→ **TASK PROMPT**
Rewrite everything from the line containing "Where can the palm" through the end of the records, switching "be located" to "be found" and leaving the rest unchanged.

[Named-object pointing records]
++++++++++
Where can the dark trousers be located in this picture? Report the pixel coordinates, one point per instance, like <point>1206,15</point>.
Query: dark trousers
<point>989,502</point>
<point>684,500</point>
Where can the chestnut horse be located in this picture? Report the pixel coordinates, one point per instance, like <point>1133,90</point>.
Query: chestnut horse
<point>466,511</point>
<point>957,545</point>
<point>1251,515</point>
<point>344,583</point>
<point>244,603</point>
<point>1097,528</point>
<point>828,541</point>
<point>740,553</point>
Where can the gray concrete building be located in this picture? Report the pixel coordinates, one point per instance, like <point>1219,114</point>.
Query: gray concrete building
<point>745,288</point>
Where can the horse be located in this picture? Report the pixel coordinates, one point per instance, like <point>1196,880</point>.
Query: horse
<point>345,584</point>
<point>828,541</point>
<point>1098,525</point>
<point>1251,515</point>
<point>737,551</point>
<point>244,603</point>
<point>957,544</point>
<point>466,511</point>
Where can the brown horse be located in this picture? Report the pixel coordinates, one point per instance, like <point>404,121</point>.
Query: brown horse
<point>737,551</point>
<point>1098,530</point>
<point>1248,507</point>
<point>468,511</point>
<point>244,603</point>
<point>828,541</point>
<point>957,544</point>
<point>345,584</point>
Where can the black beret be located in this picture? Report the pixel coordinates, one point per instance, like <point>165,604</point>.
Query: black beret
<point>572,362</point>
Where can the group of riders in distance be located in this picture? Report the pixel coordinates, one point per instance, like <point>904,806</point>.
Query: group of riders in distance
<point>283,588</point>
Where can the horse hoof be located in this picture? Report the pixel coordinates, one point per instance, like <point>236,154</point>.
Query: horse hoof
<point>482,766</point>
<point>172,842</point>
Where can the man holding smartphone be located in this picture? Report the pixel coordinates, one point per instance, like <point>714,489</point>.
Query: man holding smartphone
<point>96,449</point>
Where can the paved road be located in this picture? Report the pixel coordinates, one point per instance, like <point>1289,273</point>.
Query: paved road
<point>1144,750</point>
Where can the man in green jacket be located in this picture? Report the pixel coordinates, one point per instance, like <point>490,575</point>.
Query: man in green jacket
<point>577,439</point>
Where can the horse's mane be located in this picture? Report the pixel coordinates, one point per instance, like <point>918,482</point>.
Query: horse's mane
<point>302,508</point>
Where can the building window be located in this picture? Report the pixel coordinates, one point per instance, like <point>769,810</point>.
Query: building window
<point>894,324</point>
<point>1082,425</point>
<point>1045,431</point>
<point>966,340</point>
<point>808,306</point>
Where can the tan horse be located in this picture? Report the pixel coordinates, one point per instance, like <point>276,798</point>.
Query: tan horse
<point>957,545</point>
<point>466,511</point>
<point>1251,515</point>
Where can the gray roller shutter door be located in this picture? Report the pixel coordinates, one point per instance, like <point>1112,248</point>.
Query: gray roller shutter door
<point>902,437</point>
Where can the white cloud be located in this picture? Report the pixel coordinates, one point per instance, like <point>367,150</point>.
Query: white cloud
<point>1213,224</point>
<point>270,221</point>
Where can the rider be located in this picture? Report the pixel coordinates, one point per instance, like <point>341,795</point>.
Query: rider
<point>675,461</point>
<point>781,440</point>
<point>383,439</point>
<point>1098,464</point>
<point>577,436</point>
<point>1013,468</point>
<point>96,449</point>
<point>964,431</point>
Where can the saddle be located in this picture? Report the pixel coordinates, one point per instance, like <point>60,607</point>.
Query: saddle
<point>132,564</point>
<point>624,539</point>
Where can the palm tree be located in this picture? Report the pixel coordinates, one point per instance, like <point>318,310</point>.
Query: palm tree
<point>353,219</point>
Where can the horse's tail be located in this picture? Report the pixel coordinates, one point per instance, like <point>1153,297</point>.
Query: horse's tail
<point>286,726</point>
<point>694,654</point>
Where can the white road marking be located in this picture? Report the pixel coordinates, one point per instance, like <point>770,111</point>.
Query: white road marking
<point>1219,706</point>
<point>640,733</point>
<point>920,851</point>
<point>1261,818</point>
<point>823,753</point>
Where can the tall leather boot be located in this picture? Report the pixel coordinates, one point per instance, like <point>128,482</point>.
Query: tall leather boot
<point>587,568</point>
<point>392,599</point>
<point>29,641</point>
++++++++++
→ **RESULT FOR THIS TASK**
Where can the palm tree be found in this picture? Report the pixel coordinates, one point per instance, like <point>318,310</point>.
Query: palm tree
<point>353,219</point>
Where can the horse's tail be found in this picture? Report the pixel coordinates, one point per instance, like <point>1153,297</point>.
Query: horse's tail
<point>286,726</point>
<point>694,654</point>
Where can the white road marking be found in this picture? Report the pixel coordinates, one point per instance, like <point>770,111</point>.
Query: white road marking
<point>1219,706</point>
<point>640,733</point>
<point>920,851</point>
<point>1261,818</point>
<point>823,753</point>
Where can the tall leather boot be found in this picture? Report the pixel coordinates, one point per instance, like <point>128,482</point>.
Query: tall leather boot
<point>587,568</point>
<point>392,599</point>
<point>29,641</point>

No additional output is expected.